▶ _Task to carry out_: Write out, unchanged, the lines from the one holding "Expected: one point per instance of the microphone with" to the close of the listing. Both the first and last lines belong in it.

[Records from a data source]
-----

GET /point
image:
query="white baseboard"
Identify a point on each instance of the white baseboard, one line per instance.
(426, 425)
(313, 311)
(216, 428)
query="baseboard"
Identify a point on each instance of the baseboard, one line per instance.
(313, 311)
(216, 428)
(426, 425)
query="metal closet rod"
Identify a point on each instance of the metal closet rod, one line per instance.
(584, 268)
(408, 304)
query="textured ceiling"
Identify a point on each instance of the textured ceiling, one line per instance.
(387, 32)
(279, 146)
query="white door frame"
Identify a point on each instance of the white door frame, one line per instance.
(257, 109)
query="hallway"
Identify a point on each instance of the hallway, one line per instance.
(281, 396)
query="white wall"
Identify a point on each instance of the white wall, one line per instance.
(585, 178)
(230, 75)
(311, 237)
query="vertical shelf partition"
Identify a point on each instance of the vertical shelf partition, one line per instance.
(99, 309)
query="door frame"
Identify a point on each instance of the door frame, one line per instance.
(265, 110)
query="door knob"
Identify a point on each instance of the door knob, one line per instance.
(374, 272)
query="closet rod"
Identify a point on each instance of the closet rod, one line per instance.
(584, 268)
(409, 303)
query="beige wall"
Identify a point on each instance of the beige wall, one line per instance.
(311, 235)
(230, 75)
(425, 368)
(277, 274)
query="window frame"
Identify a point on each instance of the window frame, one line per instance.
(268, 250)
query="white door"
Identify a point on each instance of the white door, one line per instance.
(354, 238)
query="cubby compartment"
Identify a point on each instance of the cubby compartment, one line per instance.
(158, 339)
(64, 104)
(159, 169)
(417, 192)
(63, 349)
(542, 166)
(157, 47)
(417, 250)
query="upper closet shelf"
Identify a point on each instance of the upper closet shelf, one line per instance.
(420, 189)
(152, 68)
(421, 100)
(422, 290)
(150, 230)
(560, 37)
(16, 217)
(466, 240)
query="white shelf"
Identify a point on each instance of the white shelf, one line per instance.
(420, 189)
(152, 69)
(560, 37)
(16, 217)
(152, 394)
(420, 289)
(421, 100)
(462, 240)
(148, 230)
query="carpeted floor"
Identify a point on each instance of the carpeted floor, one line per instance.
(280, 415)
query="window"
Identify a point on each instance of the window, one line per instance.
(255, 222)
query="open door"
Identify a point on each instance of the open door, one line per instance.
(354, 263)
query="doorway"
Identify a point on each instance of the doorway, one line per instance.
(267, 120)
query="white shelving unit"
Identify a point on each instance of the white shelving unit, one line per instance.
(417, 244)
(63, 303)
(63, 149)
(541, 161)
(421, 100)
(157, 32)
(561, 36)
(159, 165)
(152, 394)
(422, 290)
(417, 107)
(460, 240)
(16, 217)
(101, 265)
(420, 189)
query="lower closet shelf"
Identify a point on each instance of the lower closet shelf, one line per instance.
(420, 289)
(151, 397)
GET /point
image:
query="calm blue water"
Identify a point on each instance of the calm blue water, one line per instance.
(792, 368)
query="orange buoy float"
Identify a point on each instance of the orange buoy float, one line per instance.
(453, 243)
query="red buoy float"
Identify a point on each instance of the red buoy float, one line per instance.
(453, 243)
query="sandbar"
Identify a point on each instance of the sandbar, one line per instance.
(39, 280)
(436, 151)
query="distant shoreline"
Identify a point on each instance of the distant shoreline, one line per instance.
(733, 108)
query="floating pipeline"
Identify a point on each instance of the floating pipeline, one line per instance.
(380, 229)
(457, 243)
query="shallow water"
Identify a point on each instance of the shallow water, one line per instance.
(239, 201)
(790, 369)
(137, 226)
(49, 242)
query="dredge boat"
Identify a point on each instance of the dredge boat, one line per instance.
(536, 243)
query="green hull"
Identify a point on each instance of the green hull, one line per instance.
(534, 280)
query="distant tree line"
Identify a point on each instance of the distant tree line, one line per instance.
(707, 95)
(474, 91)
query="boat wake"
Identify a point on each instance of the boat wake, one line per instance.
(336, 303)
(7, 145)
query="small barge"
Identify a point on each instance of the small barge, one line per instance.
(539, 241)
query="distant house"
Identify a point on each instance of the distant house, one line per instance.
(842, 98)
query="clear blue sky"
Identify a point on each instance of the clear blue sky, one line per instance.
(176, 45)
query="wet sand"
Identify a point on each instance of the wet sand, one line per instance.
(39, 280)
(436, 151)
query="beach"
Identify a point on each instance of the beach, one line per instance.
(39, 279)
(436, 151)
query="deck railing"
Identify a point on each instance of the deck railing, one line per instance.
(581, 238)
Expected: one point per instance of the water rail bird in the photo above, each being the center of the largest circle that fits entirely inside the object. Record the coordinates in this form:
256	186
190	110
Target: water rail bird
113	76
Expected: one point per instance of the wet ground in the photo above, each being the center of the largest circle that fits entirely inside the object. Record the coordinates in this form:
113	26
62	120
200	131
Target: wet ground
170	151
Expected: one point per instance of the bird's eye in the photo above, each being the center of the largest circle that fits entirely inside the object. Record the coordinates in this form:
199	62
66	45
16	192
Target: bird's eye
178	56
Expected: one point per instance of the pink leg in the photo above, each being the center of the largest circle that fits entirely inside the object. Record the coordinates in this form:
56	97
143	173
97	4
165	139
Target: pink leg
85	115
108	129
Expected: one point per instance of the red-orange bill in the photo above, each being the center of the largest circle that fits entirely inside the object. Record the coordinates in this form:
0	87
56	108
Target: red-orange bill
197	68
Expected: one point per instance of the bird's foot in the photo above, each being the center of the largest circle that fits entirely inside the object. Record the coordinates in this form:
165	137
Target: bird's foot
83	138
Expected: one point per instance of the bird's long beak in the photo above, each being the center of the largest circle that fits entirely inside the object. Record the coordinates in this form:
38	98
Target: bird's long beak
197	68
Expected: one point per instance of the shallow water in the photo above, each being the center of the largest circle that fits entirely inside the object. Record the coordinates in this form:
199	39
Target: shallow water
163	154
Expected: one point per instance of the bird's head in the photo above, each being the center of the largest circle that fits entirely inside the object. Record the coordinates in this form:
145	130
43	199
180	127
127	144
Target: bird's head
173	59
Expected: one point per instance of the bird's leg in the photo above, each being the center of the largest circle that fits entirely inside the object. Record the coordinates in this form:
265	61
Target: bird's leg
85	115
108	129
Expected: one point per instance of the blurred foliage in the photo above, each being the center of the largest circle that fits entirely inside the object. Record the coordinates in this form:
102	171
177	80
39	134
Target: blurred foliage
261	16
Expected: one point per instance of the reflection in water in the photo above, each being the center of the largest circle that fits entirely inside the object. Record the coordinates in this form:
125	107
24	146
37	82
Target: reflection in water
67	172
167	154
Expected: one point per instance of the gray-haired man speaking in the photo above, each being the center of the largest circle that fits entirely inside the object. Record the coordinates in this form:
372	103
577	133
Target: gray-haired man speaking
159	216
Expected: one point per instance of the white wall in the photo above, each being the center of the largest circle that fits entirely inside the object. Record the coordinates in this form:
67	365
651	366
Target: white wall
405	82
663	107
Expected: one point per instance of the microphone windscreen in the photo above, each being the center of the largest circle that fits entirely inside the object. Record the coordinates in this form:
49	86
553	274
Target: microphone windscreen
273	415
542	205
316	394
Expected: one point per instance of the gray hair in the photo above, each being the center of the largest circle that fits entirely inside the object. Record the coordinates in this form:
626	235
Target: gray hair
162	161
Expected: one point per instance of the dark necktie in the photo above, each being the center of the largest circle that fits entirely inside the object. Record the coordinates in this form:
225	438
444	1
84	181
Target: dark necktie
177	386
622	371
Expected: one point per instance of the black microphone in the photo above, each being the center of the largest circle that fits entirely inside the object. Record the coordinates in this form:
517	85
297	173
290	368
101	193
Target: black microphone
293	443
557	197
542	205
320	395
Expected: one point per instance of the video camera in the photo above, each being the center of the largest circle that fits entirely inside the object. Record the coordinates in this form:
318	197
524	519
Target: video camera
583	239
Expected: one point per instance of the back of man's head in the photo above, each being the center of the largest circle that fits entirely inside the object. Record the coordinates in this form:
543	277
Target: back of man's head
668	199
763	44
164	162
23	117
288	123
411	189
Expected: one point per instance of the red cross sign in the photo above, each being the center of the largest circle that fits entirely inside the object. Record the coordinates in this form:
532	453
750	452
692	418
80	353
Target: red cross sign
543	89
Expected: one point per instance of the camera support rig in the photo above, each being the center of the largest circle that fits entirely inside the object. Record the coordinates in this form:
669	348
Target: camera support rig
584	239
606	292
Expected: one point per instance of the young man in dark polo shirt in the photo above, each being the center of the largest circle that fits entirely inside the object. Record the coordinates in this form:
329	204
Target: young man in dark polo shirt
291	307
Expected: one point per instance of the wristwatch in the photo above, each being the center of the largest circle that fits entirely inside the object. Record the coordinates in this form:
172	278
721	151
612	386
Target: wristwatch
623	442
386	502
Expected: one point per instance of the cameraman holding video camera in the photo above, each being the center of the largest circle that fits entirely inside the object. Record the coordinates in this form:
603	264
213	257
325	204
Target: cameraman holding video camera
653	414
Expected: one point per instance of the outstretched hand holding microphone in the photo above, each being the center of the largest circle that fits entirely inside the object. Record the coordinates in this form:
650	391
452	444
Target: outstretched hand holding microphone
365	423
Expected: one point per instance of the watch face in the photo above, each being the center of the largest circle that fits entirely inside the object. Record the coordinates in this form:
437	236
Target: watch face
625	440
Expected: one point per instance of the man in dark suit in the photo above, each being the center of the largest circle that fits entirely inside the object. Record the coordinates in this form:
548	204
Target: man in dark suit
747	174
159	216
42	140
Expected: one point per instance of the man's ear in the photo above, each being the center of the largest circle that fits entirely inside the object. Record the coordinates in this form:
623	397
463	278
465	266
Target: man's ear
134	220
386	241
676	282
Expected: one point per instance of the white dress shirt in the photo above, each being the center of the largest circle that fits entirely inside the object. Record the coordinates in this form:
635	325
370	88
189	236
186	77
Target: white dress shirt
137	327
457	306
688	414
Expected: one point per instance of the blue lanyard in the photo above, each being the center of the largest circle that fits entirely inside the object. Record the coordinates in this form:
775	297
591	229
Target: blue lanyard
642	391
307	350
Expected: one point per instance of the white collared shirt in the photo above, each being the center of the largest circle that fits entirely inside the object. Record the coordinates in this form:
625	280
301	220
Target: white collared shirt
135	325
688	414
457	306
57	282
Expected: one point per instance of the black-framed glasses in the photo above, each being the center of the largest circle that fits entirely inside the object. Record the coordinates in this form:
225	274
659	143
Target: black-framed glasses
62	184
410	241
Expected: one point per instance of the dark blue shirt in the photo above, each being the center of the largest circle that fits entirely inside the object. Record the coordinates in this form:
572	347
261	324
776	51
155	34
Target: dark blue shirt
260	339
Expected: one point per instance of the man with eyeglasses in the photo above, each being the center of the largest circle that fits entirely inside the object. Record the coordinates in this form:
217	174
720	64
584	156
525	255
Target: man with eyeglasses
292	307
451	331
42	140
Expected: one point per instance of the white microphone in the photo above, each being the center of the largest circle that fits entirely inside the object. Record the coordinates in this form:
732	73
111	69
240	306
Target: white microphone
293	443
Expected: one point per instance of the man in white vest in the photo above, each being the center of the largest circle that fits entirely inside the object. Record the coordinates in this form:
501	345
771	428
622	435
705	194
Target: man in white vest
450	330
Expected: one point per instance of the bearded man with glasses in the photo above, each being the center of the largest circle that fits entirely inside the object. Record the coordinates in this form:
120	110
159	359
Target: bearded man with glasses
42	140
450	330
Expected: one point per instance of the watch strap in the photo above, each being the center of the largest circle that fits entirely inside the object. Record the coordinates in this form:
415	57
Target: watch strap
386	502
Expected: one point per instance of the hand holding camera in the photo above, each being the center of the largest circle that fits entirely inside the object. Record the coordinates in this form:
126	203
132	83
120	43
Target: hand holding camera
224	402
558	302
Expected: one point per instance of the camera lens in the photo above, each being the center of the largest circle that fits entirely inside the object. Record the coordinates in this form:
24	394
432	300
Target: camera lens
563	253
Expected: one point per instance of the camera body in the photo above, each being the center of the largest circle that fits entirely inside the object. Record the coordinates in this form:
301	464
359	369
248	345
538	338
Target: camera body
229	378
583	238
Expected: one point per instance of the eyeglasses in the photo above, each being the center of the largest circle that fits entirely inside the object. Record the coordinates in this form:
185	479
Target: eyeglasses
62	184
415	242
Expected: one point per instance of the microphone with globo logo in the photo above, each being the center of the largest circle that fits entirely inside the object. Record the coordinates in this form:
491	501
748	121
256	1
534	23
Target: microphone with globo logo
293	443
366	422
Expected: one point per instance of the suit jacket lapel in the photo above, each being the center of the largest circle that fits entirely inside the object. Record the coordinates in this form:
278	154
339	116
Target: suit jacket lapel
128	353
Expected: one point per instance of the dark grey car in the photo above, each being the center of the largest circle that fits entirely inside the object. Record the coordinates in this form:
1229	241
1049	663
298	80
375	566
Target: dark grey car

-----

▶ _Answer to the task_:
Expected: one point per instance of the microphone with globo logo in the photo above, each being the center of the largest circle that fits entirely inside the object. Record the coordinates in this form:
491	501
748	121
256	1
534	23
Target: microphone with globo logo
293	443
366	422
Expected: one point per instance of the suit jacket lapel in the photo above, each being the center of the largest circle that fits entirely inside the object. Record the coordinates in this form:
278	154
339	116
Target: suit jacket lapel
128	353
Expected: one point per instance of the dark grey car in the photo above, each being the center of the largest circle that fits entirely inside the object. Record the coordinates in this form:
1229	241
1049	663
298	80
375	566
Target: dark grey car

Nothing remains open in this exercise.